[Begin Data to use]

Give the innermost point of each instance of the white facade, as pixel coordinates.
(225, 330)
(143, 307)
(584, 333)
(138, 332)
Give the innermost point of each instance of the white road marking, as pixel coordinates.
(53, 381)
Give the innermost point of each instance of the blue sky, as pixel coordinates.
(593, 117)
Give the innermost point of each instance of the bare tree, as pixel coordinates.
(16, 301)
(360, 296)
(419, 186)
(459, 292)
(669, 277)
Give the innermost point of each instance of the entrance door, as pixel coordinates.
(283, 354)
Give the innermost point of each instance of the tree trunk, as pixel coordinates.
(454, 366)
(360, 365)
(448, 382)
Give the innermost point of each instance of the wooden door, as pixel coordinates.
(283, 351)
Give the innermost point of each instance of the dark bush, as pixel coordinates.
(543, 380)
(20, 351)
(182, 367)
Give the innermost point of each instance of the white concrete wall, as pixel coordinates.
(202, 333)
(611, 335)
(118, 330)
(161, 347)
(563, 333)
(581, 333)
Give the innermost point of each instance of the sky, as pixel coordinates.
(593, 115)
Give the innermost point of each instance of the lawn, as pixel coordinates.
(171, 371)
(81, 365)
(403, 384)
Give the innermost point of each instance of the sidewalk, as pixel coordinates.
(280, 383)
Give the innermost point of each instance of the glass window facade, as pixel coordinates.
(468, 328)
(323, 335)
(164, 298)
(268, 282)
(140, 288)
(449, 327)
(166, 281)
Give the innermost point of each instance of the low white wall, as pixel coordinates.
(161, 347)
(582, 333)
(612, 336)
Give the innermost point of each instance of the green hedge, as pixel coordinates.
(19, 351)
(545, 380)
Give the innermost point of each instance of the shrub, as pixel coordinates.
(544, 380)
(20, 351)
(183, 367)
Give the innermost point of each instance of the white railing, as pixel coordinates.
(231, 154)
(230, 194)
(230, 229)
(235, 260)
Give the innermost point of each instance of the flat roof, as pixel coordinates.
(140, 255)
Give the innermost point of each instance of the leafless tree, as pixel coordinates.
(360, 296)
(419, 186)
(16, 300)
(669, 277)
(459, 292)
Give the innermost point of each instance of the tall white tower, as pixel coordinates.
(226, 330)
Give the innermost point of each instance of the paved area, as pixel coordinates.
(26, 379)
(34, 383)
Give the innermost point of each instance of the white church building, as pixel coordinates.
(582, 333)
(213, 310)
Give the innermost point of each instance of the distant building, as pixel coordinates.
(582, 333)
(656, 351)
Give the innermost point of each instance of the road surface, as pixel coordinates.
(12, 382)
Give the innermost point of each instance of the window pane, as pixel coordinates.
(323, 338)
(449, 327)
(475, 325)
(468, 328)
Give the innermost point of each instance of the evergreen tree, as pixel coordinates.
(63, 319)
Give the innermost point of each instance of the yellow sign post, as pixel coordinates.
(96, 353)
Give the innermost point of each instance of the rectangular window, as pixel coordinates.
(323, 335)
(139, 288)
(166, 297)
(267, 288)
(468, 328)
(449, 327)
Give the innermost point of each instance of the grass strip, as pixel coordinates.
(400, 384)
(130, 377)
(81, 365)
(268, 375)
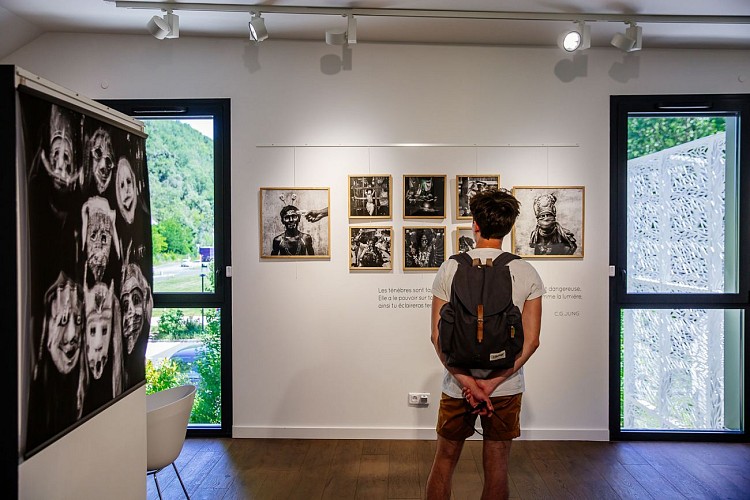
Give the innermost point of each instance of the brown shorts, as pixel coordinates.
(456, 422)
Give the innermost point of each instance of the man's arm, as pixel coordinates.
(532, 324)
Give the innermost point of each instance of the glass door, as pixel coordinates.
(679, 297)
(187, 153)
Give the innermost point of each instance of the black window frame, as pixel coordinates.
(621, 107)
(219, 109)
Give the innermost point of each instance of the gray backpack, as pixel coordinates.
(481, 327)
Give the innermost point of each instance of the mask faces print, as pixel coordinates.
(64, 323)
(99, 313)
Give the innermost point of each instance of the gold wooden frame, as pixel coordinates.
(440, 216)
(570, 216)
(458, 236)
(352, 267)
(265, 194)
(351, 196)
(458, 191)
(406, 253)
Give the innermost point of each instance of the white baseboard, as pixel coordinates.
(239, 431)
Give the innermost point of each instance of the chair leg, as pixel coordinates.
(181, 483)
(158, 490)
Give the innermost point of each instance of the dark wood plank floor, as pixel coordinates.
(389, 469)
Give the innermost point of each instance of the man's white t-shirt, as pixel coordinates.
(527, 285)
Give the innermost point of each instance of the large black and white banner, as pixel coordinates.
(88, 278)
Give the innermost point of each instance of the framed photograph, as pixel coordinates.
(424, 247)
(424, 196)
(551, 222)
(469, 185)
(464, 239)
(294, 223)
(370, 196)
(370, 248)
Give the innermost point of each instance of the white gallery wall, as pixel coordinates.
(314, 356)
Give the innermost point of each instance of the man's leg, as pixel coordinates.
(495, 456)
(441, 474)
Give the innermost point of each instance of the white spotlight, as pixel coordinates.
(631, 40)
(257, 26)
(576, 39)
(158, 27)
(166, 27)
(174, 25)
(351, 30)
(348, 37)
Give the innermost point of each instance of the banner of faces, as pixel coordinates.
(89, 266)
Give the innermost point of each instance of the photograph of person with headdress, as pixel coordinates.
(469, 185)
(551, 222)
(294, 223)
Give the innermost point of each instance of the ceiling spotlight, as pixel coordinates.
(348, 37)
(257, 26)
(166, 27)
(631, 40)
(351, 30)
(575, 39)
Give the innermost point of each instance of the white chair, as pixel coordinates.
(167, 415)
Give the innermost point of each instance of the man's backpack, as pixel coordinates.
(481, 327)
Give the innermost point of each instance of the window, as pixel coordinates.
(680, 288)
(187, 153)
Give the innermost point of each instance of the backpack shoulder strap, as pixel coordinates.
(504, 259)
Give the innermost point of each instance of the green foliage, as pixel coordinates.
(177, 236)
(207, 407)
(174, 325)
(648, 135)
(167, 375)
(158, 240)
(181, 171)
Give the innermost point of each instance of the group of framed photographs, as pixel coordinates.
(295, 222)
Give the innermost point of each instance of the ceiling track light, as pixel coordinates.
(348, 37)
(166, 27)
(631, 40)
(578, 38)
(257, 27)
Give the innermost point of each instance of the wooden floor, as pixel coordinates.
(385, 469)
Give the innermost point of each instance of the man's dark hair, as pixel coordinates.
(495, 211)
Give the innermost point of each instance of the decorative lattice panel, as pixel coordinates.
(674, 369)
(673, 359)
(676, 219)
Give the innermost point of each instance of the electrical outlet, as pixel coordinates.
(419, 398)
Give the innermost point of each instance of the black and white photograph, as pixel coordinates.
(370, 248)
(370, 196)
(551, 222)
(89, 272)
(469, 185)
(294, 223)
(424, 247)
(464, 239)
(424, 196)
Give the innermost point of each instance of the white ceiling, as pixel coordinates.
(101, 16)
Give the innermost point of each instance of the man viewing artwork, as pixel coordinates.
(494, 396)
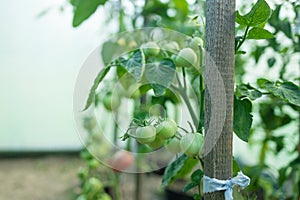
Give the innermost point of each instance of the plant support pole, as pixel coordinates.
(220, 27)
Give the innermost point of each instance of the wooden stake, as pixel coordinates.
(220, 21)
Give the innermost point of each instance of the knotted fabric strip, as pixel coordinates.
(213, 184)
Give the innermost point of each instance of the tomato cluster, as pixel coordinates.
(165, 133)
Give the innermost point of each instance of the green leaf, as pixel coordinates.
(96, 83)
(182, 6)
(271, 61)
(134, 64)
(259, 33)
(241, 19)
(271, 119)
(246, 90)
(189, 186)
(259, 14)
(108, 50)
(197, 176)
(160, 75)
(178, 169)
(83, 9)
(242, 119)
(287, 91)
(187, 168)
(240, 52)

[End Data to use]

Description of the task :: Copy all of the material above word for word, line by line. Leave the pictures out of your copy.

Answer ::
Give the innermost point of each instance of the white facade, as pixel coordinates.
(225, 330)
(143, 307)
(584, 333)
(138, 332)
Give the innermost point of each instance of the white road marking, as pixel coordinates.
(53, 381)
Give the innermost point of each instance of the blue sky, as pixel coordinates.
(593, 117)
Give the innermost point of each instance of the bare tree, as pixel coordinates.
(16, 301)
(360, 296)
(419, 186)
(459, 292)
(669, 277)
Give the innermost point of each instance of the entrance door, as pixel coordinates.
(283, 354)
Give the innermost point of each instance of the tree trunk, as pixel coordinates.
(454, 366)
(360, 365)
(448, 382)
Give the innermost point of each instance of the wooden door, as pixel coordinates.
(283, 351)
Give the innermost point of each instance of the dark bush, as pixel coordinates.
(543, 380)
(20, 351)
(182, 367)
Give the innermost point of each instance of the white concrete wall, as pixel coordinates.
(202, 333)
(611, 335)
(118, 330)
(161, 347)
(563, 333)
(581, 333)
Give the innermost point of each instance of the sky, as pixel coordinates.
(593, 115)
Give the innermost point of each instance of the lawn, as pixel coordinates.
(171, 371)
(81, 365)
(403, 384)
Give the innermost point of each instance of the sidewalk, as pixel coordinates.
(280, 383)
Give the innermost point of each instance of the glass window facade, as pixel coordinates.
(468, 328)
(323, 335)
(164, 298)
(268, 282)
(140, 288)
(449, 327)
(166, 281)
Give the innermost point of each instance of the low white wall, as pixel coordinates.
(161, 347)
(582, 333)
(612, 336)
Give the innermost point of each instance of the green hedge, as pixel coordinates.
(19, 351)
(545, 380)
Give the innermost point of each instance of the shrub, as pixel coordinates.
(544, 380)
(20, 351)
(183, 367)
Give the innermost point of each instance of the white railing, as pixel coordinates.
(231, 154)
(230, 194)
(230, 229)
(235, 260)
Give the innermost point of each instance of the flat roof, as pixel coordinates.
(140, 255)
Give the innermost point of each instance of the leafless tree, as pixel coordinates.
(360, 296)
(419, 186)
(16, 300)
(669, 277)
(459, 292)
Give the innermost point of each instance of the tall white tower, as pixel coordinates.
(226, 330)
Give the innermost point of each instance of the paved area, as pixel coordinates.
(26, 379)
(34, 383)
Give the innermost point of each instance of the white church building, as pixel coordinates.
(582, 333)
(213, 310)
Give the innermost point of each instance of the distant building, as pixel coordinates.
(582, 333)
(656, 351)
Give the innermost point of each instance of the road surface, as pixel coordinates.
(12, 382)
Give the innermost point of each instance of the window pane, as pixel coordinates.
(323, 338)
(449, 327)
(475, 325)
(468, 328)
Give the innermost point of each instance of the evergreen tree, as pixel coordinates.
(63, 319)
Give the innermost point of each instance of the yellow sign post, as pixel coordinates.
(96, 353)
Give the innermost point of each instance of the rectangular window, as pixel coordinates.
(323, 335)
(139, 288)
(166, 297)
(267, 288)
(468, 328)
(449, 327)
Give the innermost point of each instance of the grass strip, as pixel coordinates.
(400, 384)
(130, 377)
(81, 365)
(268, 375)
Give the innermost point of each instance of the brown shorts, as pixel coordinates.
(456, 422)
Give the innermost point of each instance of the man's arm, as pixel coordinates.
(532, 324)
Give the innermost point of each instance of the glass door, as pixel coordinates.
(679, 297)
(187, 153)
Give the innermost point of each instance of the black window frame, as pixel coordinates.
(621, 107)
(219, 109)
Give the innermost point of each instance of the gray backpack, as pixel coordinates.
(481, 327)
Give the innermost point of each instance of the mask faces print, as pixel coordinates.
(64, 323)
(99, 313)
Give the innermost point of each instance of the gold wooden frame, as pixel coordinates.
(440, 216)
(570, 216)
(458, 236)
(352, 267)
(265, 194)
(351, 196)
(458, 191)
(406, 253)
Give the innermost point of each instance of the white baseboard, as pixel coordinates.
(239, 431)
Give the innermost point of each instance of the chair leg, as pixel coordinates.
(181, 483)
(158, 490)
Give the innermost point of each instance of the dark wood plank floor, as pixel coordinates.
(389, 469)
Give the innermost point of each instance of the man's white t-shirt, as pixel coordinates.
(527, 285)
Give the innermost point of each instance of the large black and white banner, as pixel coordinates.
(88, 278)
Give the innermost point of each instance of the framed photograph, as pixel coordinates.
(424, 247)
(424, 196)
(551, 222)
(469, 185)
(464, 239)
(294, 223)
(370, 196)
(370, 248)
Give the innermost point of each instance of the white gallery wall, as pixel coordinates.
(314, 356)
Give the innermost point of each instance of the man's leg, as pixel coordinates.
(495, 456)
(441, 474)
Give the innermost point of each instance of the white spotlight, as pixel coordinates.
(631, 40)
(257, 26)
(576, 39)
(158, 27)
(166, 27)
(174, 25)
(351, 30)
(348, 37)
Give the innermost point of each instance of the banner of faces, as pixel coordinates.
(89, 266)
Give the innermost point of each instance of the photograph of person with headdress, as pixel coordinates.
(469, 185)
(551, 222)
(294, 223)
Give the innermost point of each instance of the ceiling spotlight, as pixel coordinates.
(348, 37)
(257, 26)
(166, 27)
(631, 40)
(351, 30)
(575, 39)
Give the innermost point of each instance of the white chair, as pixel coordinates.
(167, 415)
Give the innermost point of each instance of the man's backpack, as pixel coordinates.
(481, 327)
Give the innermost point of each instance of the window, as pixel coordinates.
(680, 288)
(187, 153)
Give the innermost point of each instance of the backpack shoulder strap, as pixel coordinates.
(504, 259)
Give the innermost point of each instance of the green foliage, as pixel coordinates.
(177, 236)
(207, 407)
(174, 325)
(648, 135)
(167, 375)
(158, 240)
(181, 171)
Give the innermost point of each instance of the group of framed photographs, as pixel coordinates.
(295, 222)
Give the innermost point of each instance of the ceiling track light, as pixel coordinates.
(348, 37)
(166, 27)
(631, 40)
(578, 38)
(257, 27)
Give the innermost point of each instance of the wooden floor, as pixel coordinates.
(385, 469)
Give the innermost point of each instance of the man's dark hair, as pixel coordinates.
(495, 211)
Give the innermost point of each instance of the decorative lattice panel, as pixel coordinates.
(674, 369)
(673, 359)
(676, 219)
Give the innermost point of each instance of the electrical outlet, as pixel coordinates.
(419, 398)
Give the innermost point of each instance of the black and white photograph, as pixel coordinates.
(370, 248)
(370, 196)
(551, 222)
(89, 272)
(469, 185)
(294, 223)
(424, 247)
(464, 239)
(424, 196)
Give the innermost point of each instance of the white ceiling, as pixel coordinates.
(101, 16)
Give the innermost point of each instance of the man viewing artwork, as pixel coordinates.
(494, 396)
Give the innermost point of each instance of the plant support pole, as pixel coordinates.
(220, 27)
Give the innermost point of each instance of the wooden stake, as pixel coordinates.
(220, 21)
Give the innermost point of each instance of the knotted fabric strip, as pixel coordinates.
(213, 184)
Give the innermost point of each instance of the tomato cluster, as pixel coordinates.
(165, 133)
Give the innermost point of each instance of the green leaf, as pixel coordinates.
(96, 83)
(182, 6)
(271, 61)
(134, 64)
(259, 33)
(241, 19)
(271, 119)
(246, 90)
(189, 186)
(259, 14)
(108, 50)
(197, 176)
(160, 75)
(178, 169)
(83, 9)
(242, 119)
(287, 91)
(187, 168)
(240, 52)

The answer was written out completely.